— BEGIN MATERIAL SUPPLIED —
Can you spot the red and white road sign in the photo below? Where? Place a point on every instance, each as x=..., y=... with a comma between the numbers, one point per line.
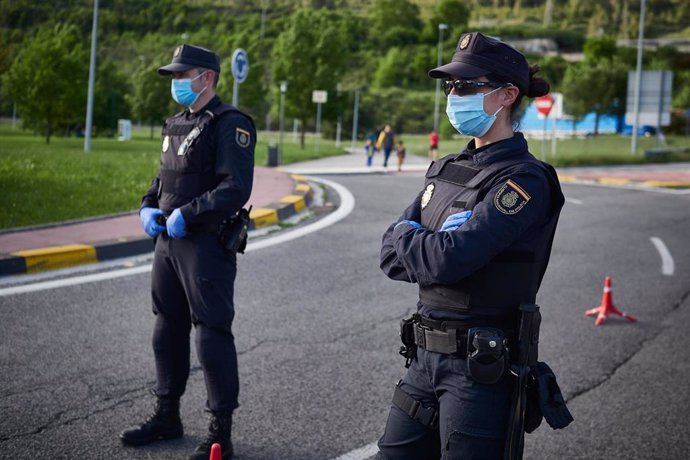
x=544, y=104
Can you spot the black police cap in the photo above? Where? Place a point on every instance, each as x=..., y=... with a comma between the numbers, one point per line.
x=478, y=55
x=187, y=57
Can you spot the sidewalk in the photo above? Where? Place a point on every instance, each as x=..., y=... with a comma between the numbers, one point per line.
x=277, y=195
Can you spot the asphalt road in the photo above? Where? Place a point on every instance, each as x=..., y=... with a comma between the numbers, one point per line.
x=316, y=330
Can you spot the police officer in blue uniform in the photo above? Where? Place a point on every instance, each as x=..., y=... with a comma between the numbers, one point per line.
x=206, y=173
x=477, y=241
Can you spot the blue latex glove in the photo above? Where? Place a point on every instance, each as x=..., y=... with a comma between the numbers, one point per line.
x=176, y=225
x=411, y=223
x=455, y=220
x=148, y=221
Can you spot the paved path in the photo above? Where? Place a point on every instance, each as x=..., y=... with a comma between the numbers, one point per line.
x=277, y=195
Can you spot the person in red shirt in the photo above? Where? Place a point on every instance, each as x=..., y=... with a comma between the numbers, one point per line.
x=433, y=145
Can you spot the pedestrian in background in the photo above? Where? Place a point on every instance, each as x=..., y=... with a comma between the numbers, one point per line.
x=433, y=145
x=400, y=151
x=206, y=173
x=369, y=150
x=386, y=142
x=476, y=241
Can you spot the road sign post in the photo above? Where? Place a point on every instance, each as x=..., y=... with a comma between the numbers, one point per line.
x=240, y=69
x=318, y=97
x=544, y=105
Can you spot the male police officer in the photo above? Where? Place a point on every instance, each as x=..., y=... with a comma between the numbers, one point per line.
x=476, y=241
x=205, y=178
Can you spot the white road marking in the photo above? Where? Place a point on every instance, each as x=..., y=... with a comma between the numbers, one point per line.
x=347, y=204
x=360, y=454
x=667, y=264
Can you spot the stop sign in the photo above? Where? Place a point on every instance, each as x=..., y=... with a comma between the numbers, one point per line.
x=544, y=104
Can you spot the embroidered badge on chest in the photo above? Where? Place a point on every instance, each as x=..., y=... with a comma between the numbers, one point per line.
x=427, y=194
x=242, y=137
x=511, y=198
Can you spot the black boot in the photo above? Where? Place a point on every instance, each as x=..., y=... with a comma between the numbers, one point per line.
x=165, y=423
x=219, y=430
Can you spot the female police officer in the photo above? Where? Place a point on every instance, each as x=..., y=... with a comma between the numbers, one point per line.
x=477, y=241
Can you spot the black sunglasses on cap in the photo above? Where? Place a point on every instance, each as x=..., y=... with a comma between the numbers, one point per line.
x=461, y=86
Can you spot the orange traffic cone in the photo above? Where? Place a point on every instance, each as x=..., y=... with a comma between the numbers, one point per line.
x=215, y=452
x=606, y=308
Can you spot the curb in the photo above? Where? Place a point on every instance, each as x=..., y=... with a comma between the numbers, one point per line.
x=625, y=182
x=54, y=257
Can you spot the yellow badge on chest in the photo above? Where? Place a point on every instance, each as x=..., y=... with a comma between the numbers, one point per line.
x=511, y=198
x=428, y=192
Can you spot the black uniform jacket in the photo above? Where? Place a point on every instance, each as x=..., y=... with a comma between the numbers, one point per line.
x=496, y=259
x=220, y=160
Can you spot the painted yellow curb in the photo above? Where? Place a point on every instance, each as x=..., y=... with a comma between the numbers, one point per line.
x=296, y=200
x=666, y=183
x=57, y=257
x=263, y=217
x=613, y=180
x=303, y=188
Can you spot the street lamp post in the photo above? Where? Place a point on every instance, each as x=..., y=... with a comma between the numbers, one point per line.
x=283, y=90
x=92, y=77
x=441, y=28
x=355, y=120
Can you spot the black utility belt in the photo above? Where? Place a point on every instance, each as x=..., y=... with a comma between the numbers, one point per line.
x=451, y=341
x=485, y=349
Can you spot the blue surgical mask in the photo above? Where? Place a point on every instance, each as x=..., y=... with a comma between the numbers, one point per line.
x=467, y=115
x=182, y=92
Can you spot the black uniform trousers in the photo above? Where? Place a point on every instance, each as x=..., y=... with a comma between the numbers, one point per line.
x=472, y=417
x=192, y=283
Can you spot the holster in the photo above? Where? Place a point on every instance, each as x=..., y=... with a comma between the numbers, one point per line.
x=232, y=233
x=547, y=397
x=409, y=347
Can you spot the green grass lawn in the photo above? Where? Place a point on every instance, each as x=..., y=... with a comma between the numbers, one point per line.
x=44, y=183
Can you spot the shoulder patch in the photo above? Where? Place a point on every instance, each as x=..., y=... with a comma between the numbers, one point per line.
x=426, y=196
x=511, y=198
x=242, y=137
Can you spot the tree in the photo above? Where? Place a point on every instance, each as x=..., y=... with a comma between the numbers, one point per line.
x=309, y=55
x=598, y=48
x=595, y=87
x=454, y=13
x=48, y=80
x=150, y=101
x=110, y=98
— END MATERIAL SUPPLIED —
— BEGIN MATERIAL SUPPLIED —
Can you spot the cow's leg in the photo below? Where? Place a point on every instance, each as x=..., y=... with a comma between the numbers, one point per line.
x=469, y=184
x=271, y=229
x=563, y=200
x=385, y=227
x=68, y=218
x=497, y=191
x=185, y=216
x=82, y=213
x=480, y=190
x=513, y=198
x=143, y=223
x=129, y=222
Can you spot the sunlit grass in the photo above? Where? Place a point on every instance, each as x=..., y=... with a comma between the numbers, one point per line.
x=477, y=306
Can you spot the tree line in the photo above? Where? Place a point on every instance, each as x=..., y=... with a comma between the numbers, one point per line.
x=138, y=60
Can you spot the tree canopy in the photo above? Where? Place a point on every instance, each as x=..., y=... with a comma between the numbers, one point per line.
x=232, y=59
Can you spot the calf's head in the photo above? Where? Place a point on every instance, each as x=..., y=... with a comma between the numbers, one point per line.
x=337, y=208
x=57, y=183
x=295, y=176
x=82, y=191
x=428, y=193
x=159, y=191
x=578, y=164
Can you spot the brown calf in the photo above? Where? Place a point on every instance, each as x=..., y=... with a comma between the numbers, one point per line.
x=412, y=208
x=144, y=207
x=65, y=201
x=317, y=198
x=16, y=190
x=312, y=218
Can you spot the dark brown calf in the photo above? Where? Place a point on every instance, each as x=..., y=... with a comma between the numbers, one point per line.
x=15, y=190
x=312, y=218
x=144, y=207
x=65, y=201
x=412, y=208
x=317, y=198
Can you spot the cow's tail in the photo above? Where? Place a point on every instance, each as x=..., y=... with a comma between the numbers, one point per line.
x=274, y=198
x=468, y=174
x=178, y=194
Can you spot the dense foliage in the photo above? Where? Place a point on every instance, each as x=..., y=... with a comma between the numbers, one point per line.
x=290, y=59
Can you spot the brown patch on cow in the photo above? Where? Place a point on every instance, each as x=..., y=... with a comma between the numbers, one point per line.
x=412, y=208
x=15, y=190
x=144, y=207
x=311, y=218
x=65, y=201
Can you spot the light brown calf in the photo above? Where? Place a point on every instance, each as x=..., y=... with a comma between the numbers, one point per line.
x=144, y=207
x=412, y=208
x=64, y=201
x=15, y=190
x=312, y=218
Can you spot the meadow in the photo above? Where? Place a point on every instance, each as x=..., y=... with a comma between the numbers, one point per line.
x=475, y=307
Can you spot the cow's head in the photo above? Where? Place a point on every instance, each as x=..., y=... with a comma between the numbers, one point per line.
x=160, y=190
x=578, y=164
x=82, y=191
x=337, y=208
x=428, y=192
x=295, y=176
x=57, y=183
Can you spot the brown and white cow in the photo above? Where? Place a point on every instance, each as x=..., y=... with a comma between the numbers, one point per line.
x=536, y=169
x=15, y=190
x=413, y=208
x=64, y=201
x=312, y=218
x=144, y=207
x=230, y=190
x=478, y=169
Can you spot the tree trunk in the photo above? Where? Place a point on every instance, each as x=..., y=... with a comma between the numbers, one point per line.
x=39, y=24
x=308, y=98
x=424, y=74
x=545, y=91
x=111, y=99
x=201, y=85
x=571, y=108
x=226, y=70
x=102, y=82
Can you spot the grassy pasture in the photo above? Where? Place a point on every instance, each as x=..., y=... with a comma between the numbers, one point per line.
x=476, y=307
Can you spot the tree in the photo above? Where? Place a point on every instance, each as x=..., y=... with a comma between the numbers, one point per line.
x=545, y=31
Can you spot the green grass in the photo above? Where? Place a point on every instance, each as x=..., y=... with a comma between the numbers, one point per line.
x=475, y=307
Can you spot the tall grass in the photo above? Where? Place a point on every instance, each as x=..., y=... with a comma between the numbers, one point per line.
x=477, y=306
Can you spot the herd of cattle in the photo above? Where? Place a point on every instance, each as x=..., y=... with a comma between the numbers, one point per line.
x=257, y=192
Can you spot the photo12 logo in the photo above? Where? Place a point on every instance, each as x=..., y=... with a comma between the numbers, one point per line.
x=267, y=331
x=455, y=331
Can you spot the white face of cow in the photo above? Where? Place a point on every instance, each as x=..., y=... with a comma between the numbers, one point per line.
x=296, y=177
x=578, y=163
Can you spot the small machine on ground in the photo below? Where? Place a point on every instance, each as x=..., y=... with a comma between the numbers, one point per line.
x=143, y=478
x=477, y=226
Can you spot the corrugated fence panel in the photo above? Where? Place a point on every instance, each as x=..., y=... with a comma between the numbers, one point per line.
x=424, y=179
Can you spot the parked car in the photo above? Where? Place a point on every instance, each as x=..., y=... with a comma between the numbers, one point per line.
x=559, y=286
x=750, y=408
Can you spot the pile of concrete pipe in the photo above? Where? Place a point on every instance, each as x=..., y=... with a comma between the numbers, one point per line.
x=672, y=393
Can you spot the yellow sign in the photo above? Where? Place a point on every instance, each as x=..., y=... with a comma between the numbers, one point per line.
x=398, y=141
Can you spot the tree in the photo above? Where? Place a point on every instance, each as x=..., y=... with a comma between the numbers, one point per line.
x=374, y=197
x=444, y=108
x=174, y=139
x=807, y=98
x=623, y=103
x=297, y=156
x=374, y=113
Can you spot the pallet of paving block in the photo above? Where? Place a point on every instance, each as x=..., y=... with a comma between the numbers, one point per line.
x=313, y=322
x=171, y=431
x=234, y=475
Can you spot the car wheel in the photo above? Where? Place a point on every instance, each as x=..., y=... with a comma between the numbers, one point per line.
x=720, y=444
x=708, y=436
— END MATERIAL SUPPLIED —
• _WHAT NEEDS TO BE DONE_
Can you repeat, word for word, the part of the items that opens with the line containing "Can you spot the white face" and closes with the line containing "x=477, y=226", including both of those lines?

• _RIGHT ANSWER_
Can you spot the white face of cow in the photo above? Where? Place a point on every instance, each as x=..., y=... with a comma between the numbers, one point per line.
x=296, y=177
x=578, y=163
Can you spot the small machine on ground in the photo below? Where? Place a point on every instance, each as x=..., y=... with a comma between the numbers, one point per line.
x=143, y=478
x=477, y=226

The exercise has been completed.